> [Source data]:
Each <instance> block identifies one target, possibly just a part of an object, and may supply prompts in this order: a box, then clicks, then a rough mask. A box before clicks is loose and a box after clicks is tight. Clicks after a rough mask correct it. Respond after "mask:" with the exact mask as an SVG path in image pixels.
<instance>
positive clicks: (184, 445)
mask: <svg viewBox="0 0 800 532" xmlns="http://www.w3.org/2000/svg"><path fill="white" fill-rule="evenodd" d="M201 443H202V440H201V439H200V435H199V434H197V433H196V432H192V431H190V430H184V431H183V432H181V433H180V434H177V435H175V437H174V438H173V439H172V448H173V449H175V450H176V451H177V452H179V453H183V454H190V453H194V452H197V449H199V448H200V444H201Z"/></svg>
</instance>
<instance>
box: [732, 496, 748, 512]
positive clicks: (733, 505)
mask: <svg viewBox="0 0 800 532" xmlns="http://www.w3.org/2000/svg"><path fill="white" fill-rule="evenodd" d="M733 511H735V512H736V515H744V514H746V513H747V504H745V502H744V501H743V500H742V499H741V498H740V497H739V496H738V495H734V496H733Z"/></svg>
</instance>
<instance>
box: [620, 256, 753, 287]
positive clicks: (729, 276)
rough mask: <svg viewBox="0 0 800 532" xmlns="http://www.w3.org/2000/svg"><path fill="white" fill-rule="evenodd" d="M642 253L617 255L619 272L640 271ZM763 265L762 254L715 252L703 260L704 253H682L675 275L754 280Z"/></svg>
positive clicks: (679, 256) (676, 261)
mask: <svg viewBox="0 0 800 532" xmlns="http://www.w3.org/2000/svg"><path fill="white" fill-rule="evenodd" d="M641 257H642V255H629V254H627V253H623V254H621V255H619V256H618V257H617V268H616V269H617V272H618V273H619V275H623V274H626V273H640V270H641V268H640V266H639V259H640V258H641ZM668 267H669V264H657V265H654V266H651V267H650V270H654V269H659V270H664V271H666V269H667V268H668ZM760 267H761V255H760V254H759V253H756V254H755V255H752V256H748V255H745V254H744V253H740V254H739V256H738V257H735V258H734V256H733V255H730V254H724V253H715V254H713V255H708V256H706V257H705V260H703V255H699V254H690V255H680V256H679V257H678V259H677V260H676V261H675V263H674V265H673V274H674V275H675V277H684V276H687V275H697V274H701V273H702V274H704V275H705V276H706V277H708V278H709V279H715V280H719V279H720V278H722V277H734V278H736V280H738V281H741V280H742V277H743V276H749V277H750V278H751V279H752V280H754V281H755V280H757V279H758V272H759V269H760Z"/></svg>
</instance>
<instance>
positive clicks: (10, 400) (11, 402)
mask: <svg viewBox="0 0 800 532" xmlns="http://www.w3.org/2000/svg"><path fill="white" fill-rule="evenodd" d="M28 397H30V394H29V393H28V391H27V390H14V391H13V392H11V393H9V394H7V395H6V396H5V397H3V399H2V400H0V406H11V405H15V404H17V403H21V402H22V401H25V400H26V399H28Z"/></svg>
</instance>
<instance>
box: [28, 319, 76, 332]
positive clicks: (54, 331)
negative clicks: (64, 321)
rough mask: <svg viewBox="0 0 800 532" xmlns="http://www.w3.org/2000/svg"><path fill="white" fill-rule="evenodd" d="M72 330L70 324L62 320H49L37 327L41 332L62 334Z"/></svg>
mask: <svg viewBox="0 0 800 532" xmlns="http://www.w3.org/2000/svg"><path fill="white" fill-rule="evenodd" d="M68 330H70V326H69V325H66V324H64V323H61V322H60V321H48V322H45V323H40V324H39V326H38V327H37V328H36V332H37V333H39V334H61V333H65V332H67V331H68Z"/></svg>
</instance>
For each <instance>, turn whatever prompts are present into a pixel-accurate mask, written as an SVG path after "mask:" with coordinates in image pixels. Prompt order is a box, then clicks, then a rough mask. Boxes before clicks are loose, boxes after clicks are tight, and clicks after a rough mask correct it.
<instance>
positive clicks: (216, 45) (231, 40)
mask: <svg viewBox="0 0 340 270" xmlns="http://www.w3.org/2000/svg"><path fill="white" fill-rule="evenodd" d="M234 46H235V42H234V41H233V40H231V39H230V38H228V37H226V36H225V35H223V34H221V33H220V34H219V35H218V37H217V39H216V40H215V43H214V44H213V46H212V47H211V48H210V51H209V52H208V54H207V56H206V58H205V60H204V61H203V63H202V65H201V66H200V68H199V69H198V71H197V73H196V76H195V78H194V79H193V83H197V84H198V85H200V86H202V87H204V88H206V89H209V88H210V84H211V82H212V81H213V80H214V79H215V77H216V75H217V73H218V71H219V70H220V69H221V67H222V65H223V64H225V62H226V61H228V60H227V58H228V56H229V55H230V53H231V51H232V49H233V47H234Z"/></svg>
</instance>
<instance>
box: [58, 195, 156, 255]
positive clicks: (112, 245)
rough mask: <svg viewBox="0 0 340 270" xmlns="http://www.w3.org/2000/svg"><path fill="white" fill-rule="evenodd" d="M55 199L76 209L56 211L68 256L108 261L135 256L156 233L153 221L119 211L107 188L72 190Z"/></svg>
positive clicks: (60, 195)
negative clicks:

> [Work request]: Return the data in full, exactly as it appears above.

> [Response below]:
Each <instance> block identifies one target, possibly just a part of an object, and may supply prompts in this order: a box, then clicks, then a rough mask. A box before clicks is loose and a box after clicks is tight. Clicks after a rough mask correct it. Respond after "mask:" with the exact mask as an SVG path in image pixels.
<instance>
positive clicks: (184, 445)
mask: <svg viewBox="0 0 800 532" xmlns="http://www.w3.org/2000/svg"><path fill="white" fill-rule="evenodd" d="M201 443H202V440H201V439H200V435H199V434H197V433H196V432H192V431H190V430H184V431H183V432H181V433H180V434H177V435H175V437H174V438H173V439H172V448H173V449H175V450H176V451H177V452H179V453H183V454H190V453H194V452H197V449H199V448H200V444H201Z"/></svg>
</instance>
<instance>
box: [732, 496, 748, 512]
positive clicks: (733, 505)
mask: <svg viewBox="0 0 800 532" xmlns="http://www.w3.org/2000/svg"><path fill="white" fill-rule="evenodd" d="M733 511H735V512H736V515H744V514H746V513H747V504H745V502H744V501H743V500H742V499H741V498H740V497H739V496H738V495H734V496H733Z"/></svg>
</instance>
<instance>
box: [620, 256, 753, 287]
positive clicks: (729, 276)
rough mask: <svg viewBox="0 0 800 532" xmlns="http://www.w3.org/2000/svg"><path fill="white" fill-rule="evenodd" d="M642 253L617 255L619 272L640 271ZM763 265L762 254L715 252L703 260L704 253H682L675 275L754 280Z"/></svg>
positive clicks: (679, 256) (676, 261)
mask: <svg viewBox="0 0 800 532" xmlns="http://www.w3.org/2000/svg"><path fill="white" fill-rule="evenodd" d="M641 257H642V255H629V254H627V253H623V254H621V255H619V256H618V257H617V268H616V269H617V272H618V273H619V275H623V274H626V273H640V270H641V268H640V266H639V259H640V258H641ZM668 267H669V264H657V265H654V266H651V267H650V270H654V269H659V270H664V271H666V269H667V268H668ZM760 267H761V255H760V254H759V253H756V254H755V255H752V256H748V255H745V254H744V253H740V254H739V256H738V257H735V258H734V256H733V255H730V254H724V253H715V254H713V255H708V256H706V257H705V260H703V255H699V254H690V255H680V256H679V257H678V259H677V260H676V261H675V263H674V265H673V274H674V275H675V277H684V276H687V275H697V274H701V273H702V274H704V275H705V276H706V277H708V278H709V279H715V280H719V279H720V278H722V277H734V278H736V280H738V281H741V280H742V277H743V276H749V277H750V278H751V279H752V280H754V281H755V280H757V279H758V272H759V269H760Z"/></svg>
</instance>
<instance>
positive clicks: (10, 400) (11, 402)
mask: <svg viewBox="0 0 800 532" xmlns="http://www.w3.org/2000/svg"><path fill="white" fill-rule="evenodd" d="M28 397H30V394H29V393H28V391H27V390H14V391H13V392H11V393H9V394H7V395H6V396H5V397H3V399H2V400H0V406H11V405H15V404H17V403H21V402H22V401H25V400H26V399H28Z"/></svg>
</instance>
<instance>
box: [28, 319, 76, 332]
positive clicks: (54, 331)
negative clicks: (64, 321)
rough mask: <svg viewBox="0 0 800 532" xmlns="http://www.w3.org/2000/svg"><path fill="white" fill-rule="evenodd" d="M72 330L70 324L62 320H49L37 327L41 332L62 334Z"/></svg>
mask: <svg viewBox="0 0 800 532" xmlns="http://www.w3.org/2000/svg"><path fill="white" fill-rule="evenodd" d="M68 330H70V326H69V325H66V324H64V323H61V322H60V321H48V322H45V323H40V324H39V326H38V327H37V328H36V332H37V333H39V334H61V333H65V332H67V331H68Z"/></svg>
</instance>
For each <instance>, turn whatever prompts are present into a pixel-accurate mask, written as an SVG path after "mask:" with coordinates in image pixels. Prompt order is a box, then clicks, then a rough mask. Boxes before clicks are loose, boxes after clicks are tight, and clicks after a rough mask correct it.
<instance>
positive clicks: (216, 45) (231, 40)
mask: <svg viewBox="0 0 340 270" xmlns="http://www.w3.org/2000/svg"><path fill="white" fill-rule="evenodd" d="M234 46H235V42H234V41H233V40H231V39H230V38H228V37H226V36H225V35H223V34H221V33H220V34H219V35H218V37H217V39H216V40H215V43H214V44H213V46H212V47H211V48H210V51H209V52H208V54H207V56H206V58H205V60H204V61H203V63H202V65H201V66H200V68H199V69H198V71H197V73H196V76H195V78H194V79H193V83H197V84H198V85H200V86H202V87H204V88H206V89H209V88H210V84H211V82H212V81H213V80H214V79H215V77H216V75H217V73H218V71H219V70H220V69H221V67H222V65H223V64H225V62H226V61H228V60H227V58H228V56H229V55H230V53H231V51H232V49H233V47H234Z"/></svg>
</instance>
<instance>
box: [58, 195, 156, 255]
positive clicks: (112, 245)
rough mask: <svg viewBox="0 0 340 270" xmlns="http://www.w3.org/2000/svg"><path fill="white" fill-rule="evenodd" d="M55 199L76 209L56 211L68 256L108 261L135 256L156 233L153 221L119 211L107 188L72 190Z"/></svg>
positive clicks: (60, 195)
negative clicks:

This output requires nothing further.